PROBLEM:
Every record here needs to be written out again exactly.

INFORMATION SUPPLIED:

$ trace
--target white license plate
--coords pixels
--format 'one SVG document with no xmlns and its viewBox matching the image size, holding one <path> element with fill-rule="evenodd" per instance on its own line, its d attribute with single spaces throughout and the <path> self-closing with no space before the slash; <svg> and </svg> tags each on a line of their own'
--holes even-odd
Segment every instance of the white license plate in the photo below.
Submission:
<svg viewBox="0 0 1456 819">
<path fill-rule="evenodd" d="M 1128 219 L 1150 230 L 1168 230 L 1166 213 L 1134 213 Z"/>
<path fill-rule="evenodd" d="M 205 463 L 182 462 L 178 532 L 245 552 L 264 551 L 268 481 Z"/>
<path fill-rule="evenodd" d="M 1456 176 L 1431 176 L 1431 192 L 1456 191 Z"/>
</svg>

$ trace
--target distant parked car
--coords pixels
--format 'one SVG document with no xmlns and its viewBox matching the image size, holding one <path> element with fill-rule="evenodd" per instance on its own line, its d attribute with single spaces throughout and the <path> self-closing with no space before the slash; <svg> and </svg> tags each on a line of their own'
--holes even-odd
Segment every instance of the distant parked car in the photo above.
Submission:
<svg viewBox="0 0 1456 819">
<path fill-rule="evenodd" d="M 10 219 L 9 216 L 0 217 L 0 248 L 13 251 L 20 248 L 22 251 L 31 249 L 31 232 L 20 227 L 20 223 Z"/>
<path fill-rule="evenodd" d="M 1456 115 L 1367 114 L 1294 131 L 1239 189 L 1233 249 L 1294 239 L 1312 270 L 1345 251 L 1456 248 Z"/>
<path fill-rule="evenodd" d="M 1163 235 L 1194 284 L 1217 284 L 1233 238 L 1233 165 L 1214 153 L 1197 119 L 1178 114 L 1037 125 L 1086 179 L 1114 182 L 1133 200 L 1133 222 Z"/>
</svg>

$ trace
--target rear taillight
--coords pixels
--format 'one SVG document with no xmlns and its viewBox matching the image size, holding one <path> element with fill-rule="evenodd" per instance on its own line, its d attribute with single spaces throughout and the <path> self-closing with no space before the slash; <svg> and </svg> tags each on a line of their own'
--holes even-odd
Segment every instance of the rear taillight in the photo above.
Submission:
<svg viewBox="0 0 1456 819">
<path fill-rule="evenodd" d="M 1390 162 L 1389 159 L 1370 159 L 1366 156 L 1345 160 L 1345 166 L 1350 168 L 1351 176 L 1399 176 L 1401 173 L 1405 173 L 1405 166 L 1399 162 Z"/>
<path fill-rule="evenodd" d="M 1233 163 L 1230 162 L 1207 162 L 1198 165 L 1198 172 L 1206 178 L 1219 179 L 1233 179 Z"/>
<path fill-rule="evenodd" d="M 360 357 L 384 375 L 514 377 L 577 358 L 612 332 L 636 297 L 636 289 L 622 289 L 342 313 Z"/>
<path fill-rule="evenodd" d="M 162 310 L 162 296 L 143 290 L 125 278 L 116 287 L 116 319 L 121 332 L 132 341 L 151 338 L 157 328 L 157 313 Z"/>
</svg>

RESPONSE:
$ trace
--target white license plate
--coords pixels
--format 'one SVG document with no xmlns and its viewBox matching the image size, holding one <path> element with fill-rule="evenodd" per instance on its own line, its d attribute with single spaces throughout and the <path> self-closing with no space before the slash; <svg> and </svg> tags each on a line of their own'
--holes even-odd
Segment every instance of the white license plate in the photo below.
Submission:
<svg viewBox="0 0 1456 819">
<path fill-rule="evenodd" d="M 1128 219 L 1150 230 L 1168 230 L 1166 213 L 1134 213 Z"/>
<path fill-rule="evenodd" d="M 205 463 L 182 462 L 178 532 L 245 552 L 264 551 L 268 481 Z"/>
<path fill-rule="evenodd" d="M 1456 176 L 1431 176 L 1431 192 L 1456 191 Z"/>
</svg>

$ trace
--target distant parked car
--coords pixels
--format 'one SVG document with no xmlns and its viewBox matching the image size, holding one <path> element with fill-rule="evenodd" per instance on its own line, its d attribute with single spaces throughout and the <path> self-closing with no space before the slash; <svg> and </svg> tags each on a line of their own'
--holes even-odd
Segment every instance of the distant parked car in the photo above.
Submission:
<svg viewBox="0 0 1456 819">
<path fill-rule="evenodd" d="M 10 219 L 9 216 L 0 217 L 0 248 L 13 251 L 20 248 L 22 251 L 31 249 L 31 232 L 20 227 L 20 223 Z"/>
<path fill-rule="evenodd" d="M 1456 115 L 1367 114 L 1294 131 L 1239 189 L 1233 249 L 1294 239 L 1312 270 L 1345 251 L 1456 248 Z"/>
<path fill-rule="evenodd" d="M 1163 235 L 1194 284 L 1217 284 L 1233 238 L 1233 165 L 1214 153 L 1197 119 L 1178 114 L 1037 125 L 1086 179 L 1114 182 L 1133 200 L 1133 222 Z"/>
</svg>

$ trace
--target rear taillight
--coords pixels
--format 'one SVG document with no xmlns and its viewBox matching the image size, holding one <path> element with fill-rule="evenodd" per instance on its own line, its d attribute with single spaces throughout and the <path> self-closing with no space before the slash; <svg> and </svg> tags each on a line of their own'
--holes even-odd
Segment every instance of the rear taillight in the photo above.
Submission:
<svg viewBox="0 0 1456 819">
<path fill-rule="evenodd" d="M 1390 162 L 1389 159 L 1370 159 L 1366 156 L 1345 160 L 1345 166 L 1350 168 L 1351 176 L 1399 176 L 1401 173 L 1405 173 L 1405 166 L 1399 162 Z"/>
<path fill-rule="evenodd" d="M 1233 163 L 1230 162 L 1207 162 L 1198 165 L 1198 172 L 1206 178 L 1219 179 L 1233 179 Z"/>
<path fill-rule="evenodd" d="M 360 357 L 384 375 L 514 377 L 577 358 L 612 332 L 636 297 L 636 289 L 622 289 L 342 313 Z"/>
<path fill-rule="evenodd" d="M 162 310 L 162 296 L 143 290 L 125 278 L 116 287 L 116 319 L 121 332 L 132 341 L 151 338 L 157 328 L 157 313 Z"/>
</svg>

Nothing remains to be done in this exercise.